TEXT FOR ANALYSIS ▸
━━━━━━━━━━━━━━━━━━━━
By the time the resolution reached a vote in mid-February, city staff noted just nine migrant families at the Salvation Army. During more than two hours of public testimony, in which attendees jeered, applauded and beat a drum, most speakers opposed the measure and called it fearmongering.
Council member Nancy Henjum saw the effort as a step back for a city that launched a successful 1992 state ballot measure – later overturned in federal court – to prohibit local gay rights laws.
“It feels like we have finally emerged from the legacy of being known as the ‘hate state,’” Henjum said in an interview. “We’ve come so far, and I believe we want to be a welcoming city.”
Yet others who spoke at the meeting cited record border crossings from Mexico and Denver’s bursting shelters as reason enough to take a stand against “these trespassers,” as one person called them. Dave Donelson, the resolution’s sponsor, pointed to a Colorado Gazette report on a recent spike in patients who “appear to be immigrants” at two local hospitals. The proposal passed 6-3.
“It’s willing blindness,” said Donelson, who has faulted the mayor’s emergency plan to handle a possible migrant influx as frustratingly vague. He repeatedly asked city staff how many migrants are in town and was told that they have no business demanding numbers from nonprofits that might be aiding new arrivals. “You can say you’re not a sanctuary city, but if your actions are to say we need to help people who are coming here for a better way of life, and we will not tell nonprofits or suggest to them what to do, that leaves me concerned.”
At a media briefing a week after the resolution passed, Mobolade shared Catholic Charities’ estimate that “asylum seekers” made up just 1 percent of those served at its local shelter.
“The rumors are there because of false fear that has been stirred up in our community,” he said, with the city wasting money chasing reports of migrant arrivals.
Jerima King has not been impressed with any city official’s handling of the situation. She is on the board of the Accompaniment and Sanctuary Coalition of Colorado Springs, a group of volunteers and churches assisting immigrants with basic necessities, housing, transportation and school enrollment. The organization began during the Trump administration, when the churches provided refuge for a small number of immigrants facing deportation.
These days, demand is not great: The coalition is helping only about a half-dozen migrant families, and King, who testified against the resolution, said she’s not sure why the city would not want to help them assimilate.
━━━━━━━━━━━━━━━━━━━━
PROBLEM TO WORK ON ▸ Extend the article on the Colorado Springs migrant resolution past its final sentence.

Point-per-instance localization data:
━━━━━━━━━━━━━━━━━━━━
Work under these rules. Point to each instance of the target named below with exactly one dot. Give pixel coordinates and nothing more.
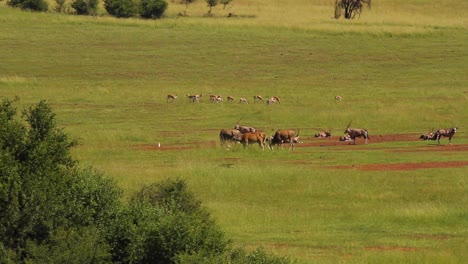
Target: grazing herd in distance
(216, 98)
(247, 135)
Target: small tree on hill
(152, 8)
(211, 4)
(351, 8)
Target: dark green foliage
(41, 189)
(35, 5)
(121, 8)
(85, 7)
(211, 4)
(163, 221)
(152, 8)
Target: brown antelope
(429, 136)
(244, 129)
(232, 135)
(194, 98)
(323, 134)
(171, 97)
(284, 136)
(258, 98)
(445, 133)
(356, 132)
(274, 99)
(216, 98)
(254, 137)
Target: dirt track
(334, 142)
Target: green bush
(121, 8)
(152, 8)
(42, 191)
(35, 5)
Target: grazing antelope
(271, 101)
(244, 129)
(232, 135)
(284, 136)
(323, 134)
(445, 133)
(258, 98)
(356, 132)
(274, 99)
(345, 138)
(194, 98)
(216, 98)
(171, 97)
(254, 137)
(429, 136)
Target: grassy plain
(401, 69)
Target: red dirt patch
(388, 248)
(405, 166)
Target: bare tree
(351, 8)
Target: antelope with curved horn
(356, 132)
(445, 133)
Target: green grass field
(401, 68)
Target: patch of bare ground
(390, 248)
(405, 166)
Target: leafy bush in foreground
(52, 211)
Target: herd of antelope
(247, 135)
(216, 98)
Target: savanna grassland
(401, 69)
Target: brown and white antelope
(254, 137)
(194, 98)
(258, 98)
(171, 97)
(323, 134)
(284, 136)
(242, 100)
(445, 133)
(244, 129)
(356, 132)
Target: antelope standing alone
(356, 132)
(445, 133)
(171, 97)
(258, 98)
━━━━━━━━━━━━━━━━━━━━
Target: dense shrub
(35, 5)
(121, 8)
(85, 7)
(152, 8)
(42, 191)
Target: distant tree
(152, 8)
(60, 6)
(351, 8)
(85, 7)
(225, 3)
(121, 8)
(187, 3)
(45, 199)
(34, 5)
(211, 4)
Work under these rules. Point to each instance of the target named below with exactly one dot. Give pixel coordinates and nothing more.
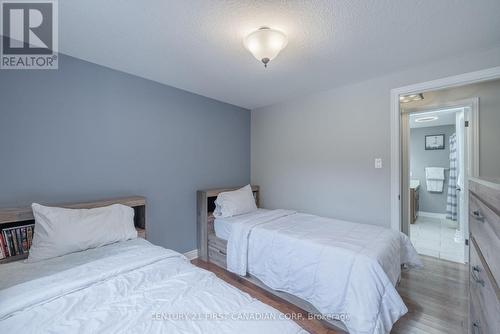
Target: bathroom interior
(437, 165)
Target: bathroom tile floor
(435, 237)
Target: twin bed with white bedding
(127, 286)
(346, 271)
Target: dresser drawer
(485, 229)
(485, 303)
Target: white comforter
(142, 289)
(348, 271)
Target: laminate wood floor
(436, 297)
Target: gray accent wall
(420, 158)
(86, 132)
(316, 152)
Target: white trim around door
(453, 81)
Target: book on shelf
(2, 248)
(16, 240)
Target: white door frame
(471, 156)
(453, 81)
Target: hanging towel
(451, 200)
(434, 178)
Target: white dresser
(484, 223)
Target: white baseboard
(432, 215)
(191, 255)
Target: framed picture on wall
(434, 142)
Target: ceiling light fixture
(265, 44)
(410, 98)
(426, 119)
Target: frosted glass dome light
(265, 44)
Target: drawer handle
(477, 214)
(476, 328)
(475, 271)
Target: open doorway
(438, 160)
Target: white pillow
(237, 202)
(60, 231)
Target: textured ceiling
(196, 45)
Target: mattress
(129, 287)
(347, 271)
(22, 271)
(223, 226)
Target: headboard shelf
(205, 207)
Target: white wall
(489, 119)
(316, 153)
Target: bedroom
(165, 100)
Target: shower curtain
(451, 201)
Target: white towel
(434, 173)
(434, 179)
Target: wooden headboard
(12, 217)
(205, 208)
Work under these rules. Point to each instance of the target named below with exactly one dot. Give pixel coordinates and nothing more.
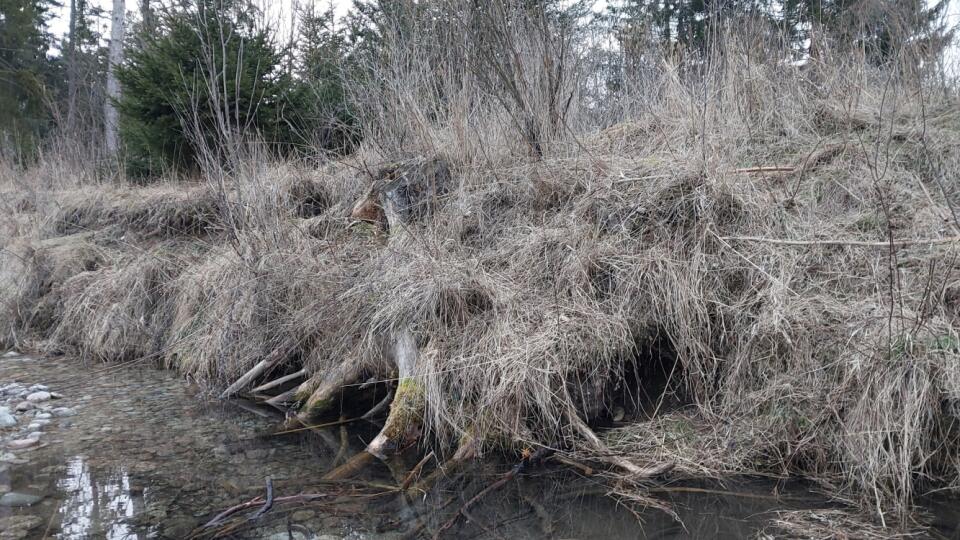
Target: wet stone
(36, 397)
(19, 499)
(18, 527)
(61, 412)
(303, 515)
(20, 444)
━━━━━━━━━━━━━━━━━━━━
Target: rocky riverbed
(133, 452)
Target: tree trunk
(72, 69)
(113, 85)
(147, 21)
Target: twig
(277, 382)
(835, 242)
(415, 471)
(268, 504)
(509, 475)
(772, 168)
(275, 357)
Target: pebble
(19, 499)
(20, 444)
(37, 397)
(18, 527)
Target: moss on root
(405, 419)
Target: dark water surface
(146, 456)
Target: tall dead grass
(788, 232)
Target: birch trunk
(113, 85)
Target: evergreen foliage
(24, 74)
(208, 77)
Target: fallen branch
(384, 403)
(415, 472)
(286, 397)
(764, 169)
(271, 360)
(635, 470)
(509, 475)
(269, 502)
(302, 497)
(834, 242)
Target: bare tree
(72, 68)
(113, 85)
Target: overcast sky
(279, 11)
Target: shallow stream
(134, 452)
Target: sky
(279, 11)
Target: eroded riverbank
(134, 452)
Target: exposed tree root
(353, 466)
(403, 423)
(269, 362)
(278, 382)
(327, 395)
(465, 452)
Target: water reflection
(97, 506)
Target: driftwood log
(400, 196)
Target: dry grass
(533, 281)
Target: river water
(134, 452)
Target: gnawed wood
━━━━━━━━━━━━━━━━━━━━
WRITTEN RESPONSE ▸
“People need to think long-term,” she said. “Do we want a whole bunch of people living in our city that do not have jobs?”
On a recent afternoon, she took milk and melons to Estebana Gonzalez, a Venezuelan who arrived five months ago with her family after her work as a manicurist and her husband’s as a mechanic vanished amid economic collapse. They came straight to Colorado Springs from the border because a woman they met while working in Chile mentioned she was headed to the city and offered to take them in. She did not.
A church put them up in a local hotel for three months. The coalition is now temporarily paying for an apartment, and Gonzalez’s two sons, 7 and 13, are attending public schools. Gonzalez, 39, was unaware of the non-sanctuary resolution, though she was not surprised to learn politicians were taking a stand against migrants.
“They generalize us. All Venezuelans aren’t bad,” she said. “Some of us came to work and make money to send home. Others came to make a new life here. Others come to do wrong … unfortunately, we all pay for that.”
The migrant issue has calmed of late, and so have the irate – and occasionally expletive-strewn – messages that Mobolade was getting. Even with his efforts to carefully navigate the issue, he said he faced more prejudice during the controversy than at any other point in his short tenure.
Some critics saw his nods to immigrant struggles as evidence of misplaced loyalties. Others heard his promise to keep Colorado Springs from becoming a sanctuary as selling out. Mobolade said he considered it a good sign that the antagonism came from both sides:
“I believe sometimes it takes an immigrant to remind us what’s the best of us as Americans.”